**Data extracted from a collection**
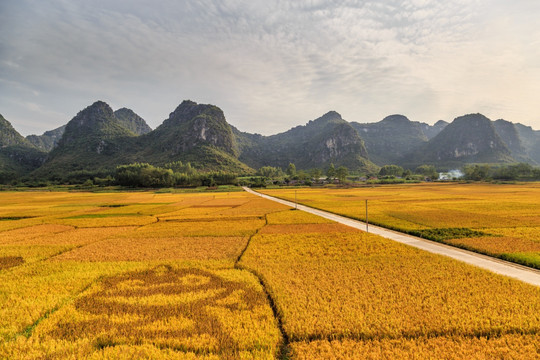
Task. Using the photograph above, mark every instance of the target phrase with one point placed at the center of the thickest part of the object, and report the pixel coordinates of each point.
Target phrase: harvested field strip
(163, 248)
(385, 290)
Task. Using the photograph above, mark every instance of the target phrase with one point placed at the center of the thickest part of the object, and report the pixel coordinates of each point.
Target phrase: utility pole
(367, 222)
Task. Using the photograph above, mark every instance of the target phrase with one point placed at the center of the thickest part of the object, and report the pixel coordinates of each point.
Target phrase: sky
(270, 64)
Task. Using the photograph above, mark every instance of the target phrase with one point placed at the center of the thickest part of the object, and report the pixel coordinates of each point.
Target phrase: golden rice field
(497, 220)
(233, 276)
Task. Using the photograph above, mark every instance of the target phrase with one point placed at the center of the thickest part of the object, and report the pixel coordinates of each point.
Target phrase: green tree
(270, 172)
(391, 170)
(331, 171)
(341, 173)
(291, 170)
(315, 173)
(476, 172)
(428, 171)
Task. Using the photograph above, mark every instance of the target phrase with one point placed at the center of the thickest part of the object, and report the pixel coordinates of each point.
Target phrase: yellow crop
(512, 346)
(146, 275)
(360, 286)
(507, 216)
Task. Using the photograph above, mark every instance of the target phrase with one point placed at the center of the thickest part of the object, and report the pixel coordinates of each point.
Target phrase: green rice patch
(443, 234)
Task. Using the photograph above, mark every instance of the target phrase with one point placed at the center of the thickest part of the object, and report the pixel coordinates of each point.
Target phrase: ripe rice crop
(201, 228)
(295, 217)
(171, 288)
(510, 211)
(99, 220)
(32, 253)
(192, 310)
(9, 261)
(148, 248)
(512, 346)
(30, 291)
(361, 286)
(75, 237)
(23, 234)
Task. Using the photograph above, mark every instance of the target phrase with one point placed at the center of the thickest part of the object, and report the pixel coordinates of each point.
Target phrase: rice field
(234, 276)
(497, 220)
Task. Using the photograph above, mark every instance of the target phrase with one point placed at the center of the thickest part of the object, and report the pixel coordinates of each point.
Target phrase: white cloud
(273, 64)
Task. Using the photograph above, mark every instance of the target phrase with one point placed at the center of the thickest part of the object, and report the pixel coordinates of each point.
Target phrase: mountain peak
(8, 135)
(131, 121)
(396, 119)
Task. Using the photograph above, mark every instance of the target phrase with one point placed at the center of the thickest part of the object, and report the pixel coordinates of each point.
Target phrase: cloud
(272, 64)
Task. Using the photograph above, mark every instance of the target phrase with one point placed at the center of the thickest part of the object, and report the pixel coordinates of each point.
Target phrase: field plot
(234, 276)
(497, 220)
(349, 294)
(132, 275)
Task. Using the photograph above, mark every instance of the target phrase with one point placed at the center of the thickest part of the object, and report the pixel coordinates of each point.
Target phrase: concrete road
(523, 273)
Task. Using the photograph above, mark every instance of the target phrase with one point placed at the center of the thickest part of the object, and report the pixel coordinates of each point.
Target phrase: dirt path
(523, 273)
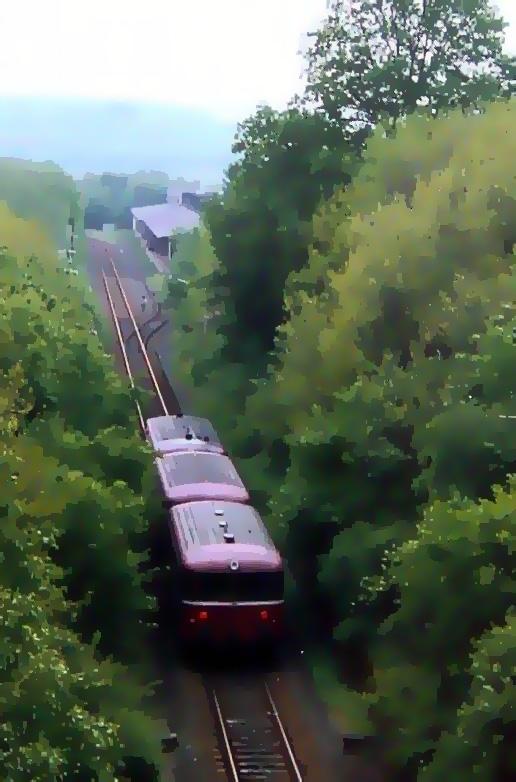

**PROBLEM REQUIREMENTS**
In the copy, include every line of the records exactly and none of the images.

**RESULT OF THE TASK**
Task. Using the photograph above, mark every instance of the target phrase with one point placed at the center of the thickest part of the object, and report the pixel coordinates of each point.
Target phrase: harvested field strip
(163, 248)
(385, 290)
Task. Using the photograph above, mark every instance of the target phrase with one point placed at the center of the thickest part of the object, and report the pixel coordinates of each point.
Target phrase: utility pole
(367, 222)
Task. Using the photograph above, mark every instance of the target phrase with one point placed at the center of the thickest part of the object, and report the pixel coordinates of each point.
Target phrase: sky
(270, 64)
Task. Using the photograph above, mark every instance of the target phrase with one point placed at the center of the thickest part of the object, and report the pixel coordinates of each point.
Target phrase: golden rice field
(497, 220)
(233, 276)
Task. Using the photograph above, mark every instance of the target phrase with one point placed at the center of the thickest part of the object, and report the pixel coordinates of each point.
Target phrase: green tree
(270, 172)
(391, 170)
(331, 171)
(341, 173)
(291, 170)
(315, 173)
(476, 172)
(428, 171)
Task. Using the photograph above, mark every instance of the target phrase with one point placed at the center of the thickest part of the object, and report the pixel coordinates of each point.
Target phrase: yellow crop
(512, 346)
(146, 275)
(360, 286)
(507, 216)
Task. Using the photograph above, mark every instance of the target phrase with one point placed at the center of the thickest part of the object, and report the pixel coordinates of each point.
Target phrase: green rice patch
(443, 234)
Task. Using the photograph above, mark every instance of the target phrase with one point placed at the center of the thickest part of the object, and report the pixel coordinates of each point.
Target phrase: ripe rice crop
(201, 228)
(295, 217)
(171, 288)
(510, 211)
(99, 220)
(32, 253)
(192, 310)
(9, 261)
(148, 248)
(512, 346)
(30, 291)
(361, 286)
(75, 237)
(23, 234)
Task. Using the photograph above, mark every instance of the target phrase with one point placed at the center of the thickest part of the object, and report the pixel coordinates of each point.
Target phrase: rice field
(234, 276)
(497, 220)
Task. Using the photograph above, mark every instance of the target phrase with one point placed at the center of the thickest part of the object, and report the pixel coordinates of each point.
Target phrase: white cloud
(273, 64)
Task. Using the photograph above, mark every instance of the target phrase with one point placed at the center of the thickest part of the object, and report the pixel coordinates of each point.
Target phrase: mountain peak
(8, 135)
(131, 121)
(396, 119)
Task. Using the photograph above, mark every instance of the target phrase with one point placed at the center of the thickest part of the object, and report the pixel coordinates of each point.
Target phrase: cloud
(272, 64)
Task. Using the photograph above, mark every instance of the target phrase with one point placed at the center of the thickest part of the object, and report the pixel coordinates of each point.
Target phrase: field plot
(234, 276)
(497, 220)
(349, 294)
(132, 275)
Task. Using the photograph above, mark every instance of the target phrase with one point placed at the center of the thickest part of the object, and report the pixel coordinates of each point.
Target phrase: concrete road
(523, 273)
Task. Using the photograph above, mark every instance of the target phrase with one point placed at the center of the thickest part of the object, and report the pixel coordinates of each point.
Target phrase: dirt path
(523, 273)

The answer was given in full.